Problem statement. Copy the records below exactly as they stand. Leave out the pictures.

Entries taken from a collection
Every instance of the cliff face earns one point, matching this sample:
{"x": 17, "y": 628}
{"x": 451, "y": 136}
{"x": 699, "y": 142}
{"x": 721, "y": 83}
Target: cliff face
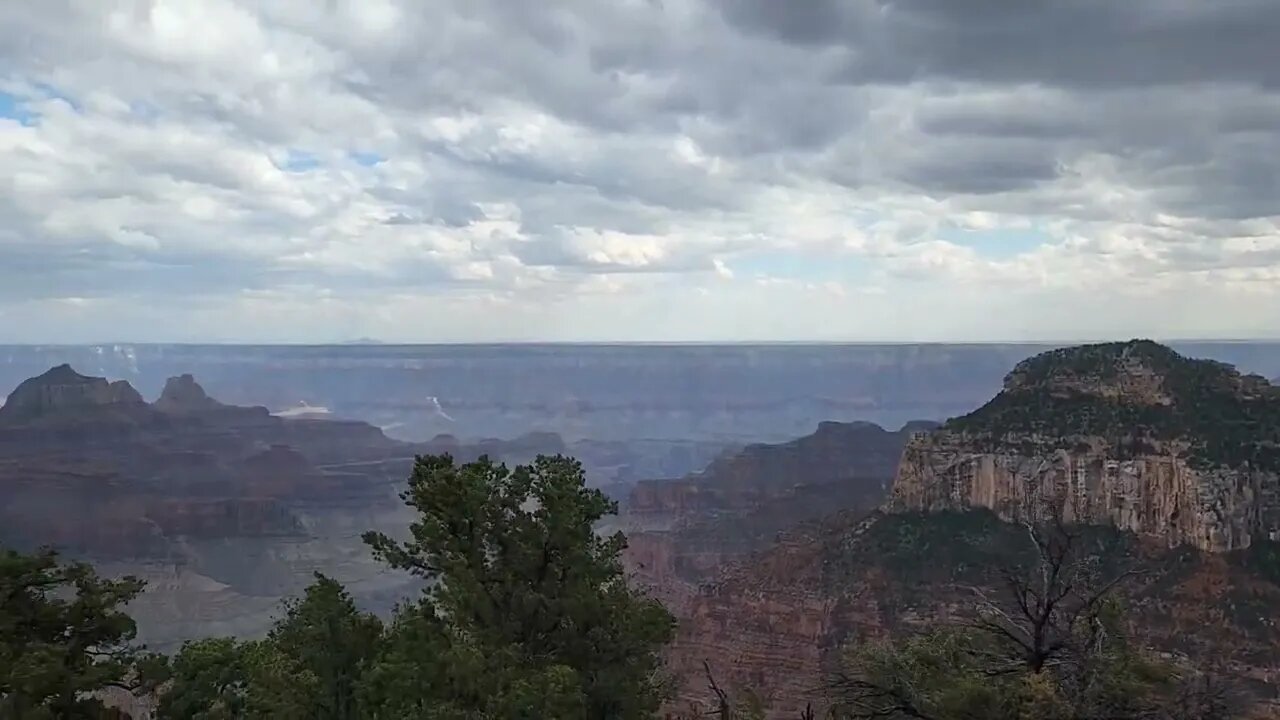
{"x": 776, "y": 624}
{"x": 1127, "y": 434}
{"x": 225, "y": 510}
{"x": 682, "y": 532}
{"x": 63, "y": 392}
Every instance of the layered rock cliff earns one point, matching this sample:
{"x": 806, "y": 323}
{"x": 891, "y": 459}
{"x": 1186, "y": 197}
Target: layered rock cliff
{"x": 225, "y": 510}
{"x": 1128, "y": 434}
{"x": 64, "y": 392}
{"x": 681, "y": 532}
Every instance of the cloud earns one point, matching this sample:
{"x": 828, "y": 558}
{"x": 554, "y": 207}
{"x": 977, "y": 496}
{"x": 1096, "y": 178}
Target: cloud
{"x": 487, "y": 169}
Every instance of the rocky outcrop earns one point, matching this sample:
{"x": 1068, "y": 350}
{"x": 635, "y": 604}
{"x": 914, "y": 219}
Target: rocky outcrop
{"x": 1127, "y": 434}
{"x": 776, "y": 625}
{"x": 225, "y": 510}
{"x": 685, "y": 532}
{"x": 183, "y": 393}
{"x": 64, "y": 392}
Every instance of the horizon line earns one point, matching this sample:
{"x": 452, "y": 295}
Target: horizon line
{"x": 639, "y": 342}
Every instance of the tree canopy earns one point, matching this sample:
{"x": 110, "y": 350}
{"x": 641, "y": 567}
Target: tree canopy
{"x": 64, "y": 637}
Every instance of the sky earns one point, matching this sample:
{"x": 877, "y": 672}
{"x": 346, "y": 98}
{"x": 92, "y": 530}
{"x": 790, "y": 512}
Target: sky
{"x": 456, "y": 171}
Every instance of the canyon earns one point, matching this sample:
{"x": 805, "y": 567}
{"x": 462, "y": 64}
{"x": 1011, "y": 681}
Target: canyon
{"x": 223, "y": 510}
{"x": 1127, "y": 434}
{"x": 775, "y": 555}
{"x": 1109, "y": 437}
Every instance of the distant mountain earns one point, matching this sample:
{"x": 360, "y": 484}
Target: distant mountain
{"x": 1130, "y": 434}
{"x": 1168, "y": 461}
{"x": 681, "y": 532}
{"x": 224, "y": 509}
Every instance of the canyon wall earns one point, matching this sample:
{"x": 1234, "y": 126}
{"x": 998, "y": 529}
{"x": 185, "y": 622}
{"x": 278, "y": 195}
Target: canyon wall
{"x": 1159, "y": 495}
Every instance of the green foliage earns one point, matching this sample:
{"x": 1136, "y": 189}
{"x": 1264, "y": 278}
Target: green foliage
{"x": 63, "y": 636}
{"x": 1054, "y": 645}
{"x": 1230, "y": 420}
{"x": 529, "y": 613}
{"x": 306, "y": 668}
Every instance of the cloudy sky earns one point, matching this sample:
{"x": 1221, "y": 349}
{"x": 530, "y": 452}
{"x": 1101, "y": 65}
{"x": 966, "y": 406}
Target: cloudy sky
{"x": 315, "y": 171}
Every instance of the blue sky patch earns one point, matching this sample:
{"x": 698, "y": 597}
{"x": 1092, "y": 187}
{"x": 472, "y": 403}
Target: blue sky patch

Task solution.
Every instance of the cliff face earns one point, matching this sample:
{"x": 17, "y": 628}
{"x": 451, "y": 136}
{"x": 699, "y": 142}
{"x": 721, "y": 83}
Target: cliff face
{"x": 776, "y": 624}
{"x": 1127, "y": 434}
{"x": 225, "y": 510}
{"x": 682, "y": 532}
{"x": 63, "y": 392}
Every instance of the layered rock cliff earns one point, matching this sample:
{"x": 806, "y": 323}
{"x": 891, "y": 459}
{"x": 1186, "y": 197}
Target: layered rock cliff
{"x": 225, "y": 510}
{"x": 1128, "y": 434}
{"x": 64, "y": 392}
{"x": 681, "y": 532}
Every instance of the cloud earns one point, matching this sample:
{"x": 828, "y": 558}
{"x": 554, "y": 207}
{"x": 977, "y": 496}
{"x": 1096, "y": 178}
Target: cloud
{"x": 487, "y": 169}
Every instance of the rocky outcrop earns one point, matching this sample:
{"x": 1068, "y": 350}
{"x": 635, "y": 604}
{"x": 914, "y": 219}
Target: rocky outcrop
{"x": 1127, "y": 434}
{"x": 776, "y": 625}
{"x": 225, "y": 510}
{"x": 685, "y": 532}
{"x": 183, "y": 393}
{"x": 64, "y": 392}
Every instance of the horizon line earns one point, matching this sample:
{"x": 452, "y": 295}
Target: horizon line
{"x": 639, "y": 342}
Every instance of the tree canopy earns one point, matching this sample:
{"x": 110, "y": 350}
{"x": 641, "y": 567}
Target: tree canopy
{"x": 64, "y": 637}
Every instance of the sky earns one point, matching this sample:
{"x": 877, "y": 672}
{"x": 346, "y": 98}
{"x": 92, "y": 530}
{"x": 790, "y": 512}
Target: sky
{"x": 456, "y": 171}
Every instance of the canyon earns one point, matching this sample:
{"x": 805, "y": 567}
{"x": 462, "y": 64}
{"x": 1011, "y": 681}
Target: canyon
{"x": 223, "y": 510}
{"x": 1127, "y": 434}
{"x": 775, "y": 555}
{"x": 1109, "y": 437}
Every instance of the distant mountain earns one point, matching this sample:
{"x": 360, "y": 484}
Target: distant mountain
{"x": 1130, "y": 434}
{"x": 1168, "y": 461}
{"x": 681, "y": 532}
{"x": 224, "y": 509}
Every instance of the canyon wall earns one point, matching this sample:
{"x": 1234, "y": 126}
{"x": 998, "y": 529}
{"x": 185, "y": 622}
{"x": 278, "y": 195}
Target: canyon wall
{"x": 1159, "y": 495}
Every instance of the green foliage earns one point, matching this sample:
{"x": 1136, "y": 189}
{"x": 1264, "y": 278}
Target: green foliage
{"x": 63, "y": 636}
{"x": 1054, "y": 645}
{"x": 1230, "y": 420}
{"x": 529, "y": 613}
{"x": 306, "y": 668}
Every instance of the cloudy sky earns one point, matching this sample:
{"x": 1221, "y": 349}
{"x": 530, "y": 452}
{"x": 1101, "y": 65}
{"x": 966, "y": 406}
Target: cloudy sky
{"x": 315, "y": 171}
Every instance of the blue sky patch earns one point, matching this sample:
{"x": 698, "y": 597}
{"x": 1092, "y": 187}
{"x": 472, "y": 403}
Target: blue sky patch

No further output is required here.